**GIVEN EXERCISE**
Please write out the material that follows, exactly as it stands.

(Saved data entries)
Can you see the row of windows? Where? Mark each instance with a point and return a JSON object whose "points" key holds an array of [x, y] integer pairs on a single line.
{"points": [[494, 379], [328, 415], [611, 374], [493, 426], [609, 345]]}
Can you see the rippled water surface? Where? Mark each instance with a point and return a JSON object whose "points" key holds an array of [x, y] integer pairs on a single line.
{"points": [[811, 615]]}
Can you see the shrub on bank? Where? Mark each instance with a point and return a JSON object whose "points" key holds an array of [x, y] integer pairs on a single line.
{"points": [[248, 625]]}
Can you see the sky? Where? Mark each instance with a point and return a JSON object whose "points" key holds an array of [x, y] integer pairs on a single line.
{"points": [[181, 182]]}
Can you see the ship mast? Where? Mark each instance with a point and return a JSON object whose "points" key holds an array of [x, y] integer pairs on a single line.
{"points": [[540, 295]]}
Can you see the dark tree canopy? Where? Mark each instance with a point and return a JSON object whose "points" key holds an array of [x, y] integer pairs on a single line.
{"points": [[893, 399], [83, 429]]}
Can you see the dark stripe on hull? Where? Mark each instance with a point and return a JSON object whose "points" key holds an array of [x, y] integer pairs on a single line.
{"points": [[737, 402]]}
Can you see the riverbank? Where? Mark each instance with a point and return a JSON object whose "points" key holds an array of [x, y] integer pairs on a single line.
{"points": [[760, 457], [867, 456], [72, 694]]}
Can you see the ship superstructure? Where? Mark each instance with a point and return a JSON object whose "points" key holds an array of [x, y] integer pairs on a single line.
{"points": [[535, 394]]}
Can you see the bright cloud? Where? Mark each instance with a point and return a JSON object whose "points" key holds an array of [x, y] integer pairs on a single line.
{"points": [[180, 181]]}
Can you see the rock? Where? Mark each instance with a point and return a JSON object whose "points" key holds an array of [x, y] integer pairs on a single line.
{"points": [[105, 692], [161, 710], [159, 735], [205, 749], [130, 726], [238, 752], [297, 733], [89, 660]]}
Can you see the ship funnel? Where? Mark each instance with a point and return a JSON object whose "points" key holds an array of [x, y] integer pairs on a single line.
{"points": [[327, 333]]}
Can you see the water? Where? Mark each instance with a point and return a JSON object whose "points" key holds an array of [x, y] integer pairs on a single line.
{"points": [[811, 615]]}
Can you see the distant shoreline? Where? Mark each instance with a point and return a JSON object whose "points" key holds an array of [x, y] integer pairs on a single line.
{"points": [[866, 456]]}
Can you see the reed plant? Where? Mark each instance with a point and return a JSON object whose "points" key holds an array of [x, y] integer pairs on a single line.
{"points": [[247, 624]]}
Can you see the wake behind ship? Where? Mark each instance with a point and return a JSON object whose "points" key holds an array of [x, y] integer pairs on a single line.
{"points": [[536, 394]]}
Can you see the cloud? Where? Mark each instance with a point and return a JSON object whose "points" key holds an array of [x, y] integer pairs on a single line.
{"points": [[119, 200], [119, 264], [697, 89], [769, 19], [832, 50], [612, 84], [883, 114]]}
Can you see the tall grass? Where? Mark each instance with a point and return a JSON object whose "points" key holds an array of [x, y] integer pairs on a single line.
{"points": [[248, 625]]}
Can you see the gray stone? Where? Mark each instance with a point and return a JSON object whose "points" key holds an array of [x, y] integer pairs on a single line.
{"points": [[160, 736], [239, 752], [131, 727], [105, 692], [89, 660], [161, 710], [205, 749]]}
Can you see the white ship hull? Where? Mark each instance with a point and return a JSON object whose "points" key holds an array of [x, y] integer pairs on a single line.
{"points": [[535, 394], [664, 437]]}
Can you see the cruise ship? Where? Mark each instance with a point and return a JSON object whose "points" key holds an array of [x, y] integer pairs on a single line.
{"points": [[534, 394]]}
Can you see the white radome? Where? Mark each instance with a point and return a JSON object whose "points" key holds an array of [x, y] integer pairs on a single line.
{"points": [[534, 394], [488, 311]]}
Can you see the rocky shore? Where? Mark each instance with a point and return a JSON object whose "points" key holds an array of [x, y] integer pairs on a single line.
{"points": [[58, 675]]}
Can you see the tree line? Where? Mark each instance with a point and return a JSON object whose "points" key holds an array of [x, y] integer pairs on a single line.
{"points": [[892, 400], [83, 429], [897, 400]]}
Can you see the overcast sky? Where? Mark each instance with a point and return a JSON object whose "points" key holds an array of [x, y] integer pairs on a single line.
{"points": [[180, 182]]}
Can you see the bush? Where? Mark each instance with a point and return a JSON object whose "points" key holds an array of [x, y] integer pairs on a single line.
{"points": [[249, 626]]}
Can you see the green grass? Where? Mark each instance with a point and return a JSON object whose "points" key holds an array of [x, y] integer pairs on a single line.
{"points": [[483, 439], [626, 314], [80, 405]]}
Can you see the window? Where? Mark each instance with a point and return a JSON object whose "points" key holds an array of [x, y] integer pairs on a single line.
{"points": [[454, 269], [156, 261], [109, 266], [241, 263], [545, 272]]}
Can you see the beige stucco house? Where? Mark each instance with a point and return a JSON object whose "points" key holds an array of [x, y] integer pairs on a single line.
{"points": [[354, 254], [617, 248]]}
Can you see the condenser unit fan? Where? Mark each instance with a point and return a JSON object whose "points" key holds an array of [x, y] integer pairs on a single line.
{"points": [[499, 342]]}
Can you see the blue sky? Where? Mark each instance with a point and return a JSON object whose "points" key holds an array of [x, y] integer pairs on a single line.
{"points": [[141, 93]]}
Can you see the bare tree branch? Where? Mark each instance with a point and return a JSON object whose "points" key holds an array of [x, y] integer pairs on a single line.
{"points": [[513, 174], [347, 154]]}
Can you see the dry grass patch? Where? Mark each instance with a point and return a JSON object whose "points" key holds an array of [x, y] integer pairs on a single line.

**SOLUTION TO THIS TASK**
Can you see the row of windows? Where? Mark each instance with a point and return a JSON object whose "points" key holds an array of [x, y] integer pairs on a single line.
{"points": [[494, 379], [328, 415], [611, 374], [493, 426], [609, 345]]}
Can you see the rippled water surface? Where? Mark each instance with a point and return a JSON object whose "points" key holds an array of [x, y] integer pairs on a single line.
{"points": [[811, 615]]}
Can you see the shrub on bank? Where? Mark each instance with a point and return a JSON object whose "points" key holds an array of [x, y] integer pairs on a single line.
{"points": [[248, 625]]}
Can you see the sky? Where? Mark each instance with a point and return a JSON object whose "points" key holds an array of [x, y] integer pairs on a single line.
{"points": [[181, 182]]}
Can you see the ship mast? Where? Mark each instance with a point and return a JSON object whose "points" key holds an array of [x, y] integer pairs on a single line.
{"points": [[540, 295]]}
Can you see the dark tree canopy? Where? Mark each instance with a point and return a JSON object whose "points" key holds an array of [x, y] integer pairs on a single line.
{"points": [[893, 399], [83, 429]]}
Can you see the dark stripe on hull? Where? Mark each instance with a point and return a JSON object whose "points" key holds an array of [x, y] integer pairs on a single line.
{"points": [[737, 402]]}
Can you see the riverbank? Where? Mark each instance with a point and return a JSON object whose "points" key holds an array of [x, y] integer pairs on a single line.
{"points": [[760, 457], [867, 456], [72, 694]]}
Can you see the ship superstructure? Where? Mark each instance with a point and return a JSON object whose "points" key holds an array of [x, y] integer pairs on a single line.
{"points": [[535, 394]]}
Can you see the bright cloud? Where? Mark each instance with a point and return a JSON object whose "points" key holds an array of [x, y] integer pairs on a single line.
{"points": [[180, 181]]}
Can you see the rock? Where? Mark each instance with a point and return a JSON object whose "points" key holds an array of [x, y] integer pairs on a single line.
{"points": [[105, 692], [161, 710], [159, 735], [205, 749], [130, 726], [238, 752], [297, 733], [89, 660]]}
Can you see the ship funnel? Where? Mark each instance with a point and return a JSON object whose "points" key holds an array of [x, y] integer pairs on a single line.
{"points": [[327, 333]]}
Can you see the water? Where? Mark each instance with a point and return a JSON object whose "points" key holds an array of [x, y] integer pairs on a single line.
{"points": [[811, 615]]}
Can you see the distant shoreline? Where? Mark each instance with a point and return a JSON object whose "points" key holds an array of [x, y] integer pairs on a single line.
{"points": [[866, 456]]}
Can you see the reed plant? Where? Mark each instance with a point and return a JSON object whose "points" key holds an array of [x, y] integer pairs on a single line.
{"points": [[247, 624]]}
Can you see the wake behind ship? Where? Mark each instance with a point and return a JSON object whose "points" key holds an array of [x, y] integer pairs on a single line.
{"points": [[536, 394]]}
Can you see the cloud? Where? Mark each instance with a point and return a JSON object whose "points" key holds an array of [x, y] integer pairs on a single line.
{"points": [[119, 200], [119, 264], [697, 89], [769, 19], [832, 50], [612, 84], [883, 114]]}
Can you see the tall grass? Where? Mark each instance with a point and return a JSON object whose "points" key holds an array of [x, y] integer pairs on a single line.
{"points": [[248, 625]]}
Can you see the gray stone? Where? Mark each instance with a point and return a JSON object whose "points" key holds an array of [x, y] integer pairs on a single line.
{"points": [[160, 736], [239, 752], [131, 727], [105, 692], [89, 660], [161, 710], [205, 749]]}
Can you see the white ship hull? Where? Mark each instance with a point and return a JSON object whose "points" key holds an array of [x, y] integer pairs on a single line.
{"points": [[535, 394], [664, 437]]}
Can you see the cruise ship? Where? Mark each instance with a point and return a JSON object whose "points" key holds an array of [x, y] integer pairs on a single line.
{"points": [[534, 394]]}
Can you see the white radome? Where? Mark each instance with a point and return a JSON object whose "points" key holds an array of [x, y] integer pairs on a single line.
{"points": [[534, 394], [488, 311]]}
Can you see the rocky shore? Where? Mark each instance with a point and return a JSON object whose "points" key holds an array of [x, y] integer pairs on a single line.
{"points": [[58, 675]]}
Can you see the tree line? Where? Mark each instance with a point and return a JSON object whose "points" key holds an array of [x, y] integer pairs on a single line.
{"points": [[892, 400], [83, 429], [897, 400]]}
Can you see the overcast sky? Where? Mark each instance with a point and return a JSON object whose "points" key holds an array of [x, y] integer pairs on a single line.
{"points": [[180, 182]]}
Can you see the bush? Where? Mark each instance with a point and return a JSON object whose "points" key holds an array of [x, y] integer pairs on a single line.
{"points": [[249, 626]]}
Can you see the green grass? Where? Mark each instance with a point and return a JSON object whose "points" key holds an array of [x, y] integer pairs on a single line.
{"points": [[483, 439], [626, 314], [80, 405]]}
Can you see the window? Where? Mark each instance with a point and return a JSON object whose "points" key holds an array of [x, y] integer pairs on a single line.
{"points": [[454, 269], [156, 261], [109, 266], [241, 263], [545, 272]]}
Can you see the beige stucco house? Where? Mark each instance with a point and return a JSON object whose "points" key holds an array of [x, y] integer pairs on a single line.
{"points": [[354, 254], [617, 248]]}
Can you see the condenser unit fan? Where? Mark each instance with a point and return a JSON object whose "points" key holds an array of [x, y] integer pairs on a single line.
{"points": [[499, 342]]}
Can you see the blue sky? Where? Mark each instance with a point and return a JSON object whose "points" key holds an array of [x, y] integer pairs on a single line.
{"points": [[141, 93]]}
Can you see the bare tree branch? Where? Mark each instance with a point and return a JSON object whose "points" key holds an array of [x, y] integer pairs on a single line.
{"points": [[513, 174], [347, 154]]}
Can you see the dry grass patch? Where? Mark each instance with a point and return a JSON object whose "points" key holds an array of [x, y] integer pairs on a single line.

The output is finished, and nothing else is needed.